▸ ASSIGNMENT
Each line of the records that holds the word "fence" should be copied out.

▸ DATA TO EXAMINE
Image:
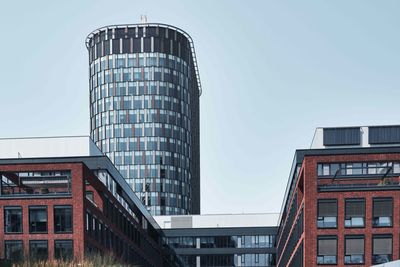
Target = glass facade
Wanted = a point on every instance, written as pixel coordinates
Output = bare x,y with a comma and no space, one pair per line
245,250
144,110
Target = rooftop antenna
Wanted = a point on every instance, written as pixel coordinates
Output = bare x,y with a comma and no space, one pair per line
143,18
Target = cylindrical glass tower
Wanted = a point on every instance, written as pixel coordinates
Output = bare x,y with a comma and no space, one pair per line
144,111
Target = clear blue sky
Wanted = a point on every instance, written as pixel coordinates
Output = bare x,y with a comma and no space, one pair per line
271,71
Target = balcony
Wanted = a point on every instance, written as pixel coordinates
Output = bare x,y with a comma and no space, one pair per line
15,184
359,184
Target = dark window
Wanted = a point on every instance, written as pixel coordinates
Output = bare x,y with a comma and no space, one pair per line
327,250
355,213
38,219
327,213
126,46
115,44
38,249
13,219
63,249
136,45
62,219
13,250
354,250
107,47
382,212
381,249
147,44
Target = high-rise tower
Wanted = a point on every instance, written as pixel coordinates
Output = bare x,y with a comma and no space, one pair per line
144,111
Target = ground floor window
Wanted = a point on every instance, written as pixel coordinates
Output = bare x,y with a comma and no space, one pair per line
38,249
13,250
63,249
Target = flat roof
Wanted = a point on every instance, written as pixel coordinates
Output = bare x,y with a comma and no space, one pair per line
67,149
218,220
48,147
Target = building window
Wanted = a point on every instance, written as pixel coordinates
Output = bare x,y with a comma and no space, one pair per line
327,213
38,219
382,212
354,250
12,219
381,249
63,249
354,213
327,250
13,250
38,249
62,219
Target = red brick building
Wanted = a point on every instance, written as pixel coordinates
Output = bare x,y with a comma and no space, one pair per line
342,202
69,206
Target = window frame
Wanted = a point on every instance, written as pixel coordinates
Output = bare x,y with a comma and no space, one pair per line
21,242
38,240
344,252
373,212
22,220
47,218
328,237
54,219
327,200
365,212
72,248
378,236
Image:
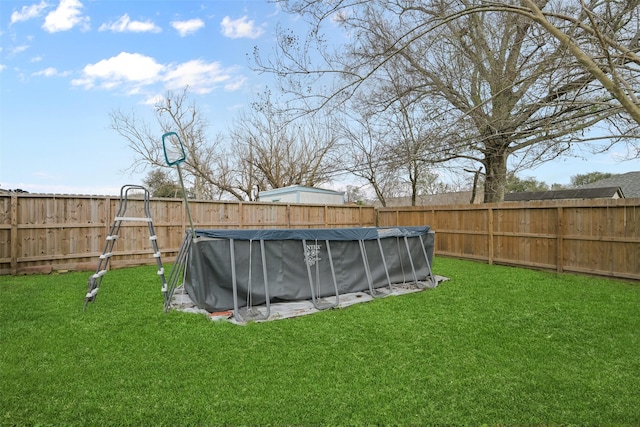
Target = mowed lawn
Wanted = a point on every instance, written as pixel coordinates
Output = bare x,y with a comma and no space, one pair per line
494,345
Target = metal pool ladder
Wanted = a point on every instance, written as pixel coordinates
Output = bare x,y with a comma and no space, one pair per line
96,279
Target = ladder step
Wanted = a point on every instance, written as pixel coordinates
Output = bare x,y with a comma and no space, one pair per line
99,274
132,218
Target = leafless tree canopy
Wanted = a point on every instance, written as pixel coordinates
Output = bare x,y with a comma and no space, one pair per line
496,82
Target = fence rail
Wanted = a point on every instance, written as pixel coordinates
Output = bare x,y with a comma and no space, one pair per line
42,233
599,237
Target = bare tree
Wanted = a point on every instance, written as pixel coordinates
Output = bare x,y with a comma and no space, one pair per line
504,81
203,171
272,150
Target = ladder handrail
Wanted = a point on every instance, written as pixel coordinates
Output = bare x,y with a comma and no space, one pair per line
103,264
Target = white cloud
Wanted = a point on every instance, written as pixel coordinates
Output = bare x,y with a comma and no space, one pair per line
67,15
240,28
125,68
19,49
131,72
201,77
125,24
50,72
28,12
185,28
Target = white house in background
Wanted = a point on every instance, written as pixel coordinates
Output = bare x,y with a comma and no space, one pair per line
301,194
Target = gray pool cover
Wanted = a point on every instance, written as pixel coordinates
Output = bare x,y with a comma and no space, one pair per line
228,269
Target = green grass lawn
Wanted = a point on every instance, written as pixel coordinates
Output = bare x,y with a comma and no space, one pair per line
495,345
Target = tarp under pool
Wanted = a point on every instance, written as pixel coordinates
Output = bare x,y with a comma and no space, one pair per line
231,269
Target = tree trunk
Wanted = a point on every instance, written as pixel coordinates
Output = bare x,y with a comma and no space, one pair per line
496,176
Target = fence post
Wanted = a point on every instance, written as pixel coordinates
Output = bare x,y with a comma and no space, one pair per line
14,233
560,242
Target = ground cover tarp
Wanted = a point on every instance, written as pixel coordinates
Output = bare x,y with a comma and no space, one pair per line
297,262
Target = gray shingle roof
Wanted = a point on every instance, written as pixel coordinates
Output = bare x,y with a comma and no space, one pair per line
629,183
575,193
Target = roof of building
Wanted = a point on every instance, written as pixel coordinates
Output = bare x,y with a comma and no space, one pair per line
629,183
575,193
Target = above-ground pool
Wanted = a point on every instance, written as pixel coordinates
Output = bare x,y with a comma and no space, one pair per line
240,269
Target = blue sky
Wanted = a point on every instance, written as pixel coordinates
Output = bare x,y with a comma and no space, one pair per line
66,64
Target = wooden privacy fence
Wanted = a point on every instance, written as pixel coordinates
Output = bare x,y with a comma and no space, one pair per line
585,236
42,233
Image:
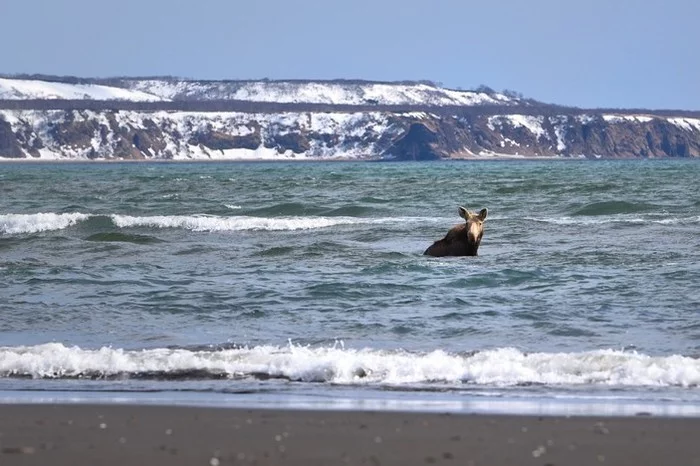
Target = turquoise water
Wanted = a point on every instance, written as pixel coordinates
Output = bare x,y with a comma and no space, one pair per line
308,280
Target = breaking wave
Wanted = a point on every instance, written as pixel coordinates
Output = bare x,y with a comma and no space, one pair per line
33,223
13,224
337,365
238,223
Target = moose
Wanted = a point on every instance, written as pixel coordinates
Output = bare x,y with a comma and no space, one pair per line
462,239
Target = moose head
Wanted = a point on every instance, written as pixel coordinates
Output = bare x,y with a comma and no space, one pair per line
462,239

▸ RESULT FOR THIS EXERCISE
Target = fence rail
Target = fence post
Target = wooden privacy fence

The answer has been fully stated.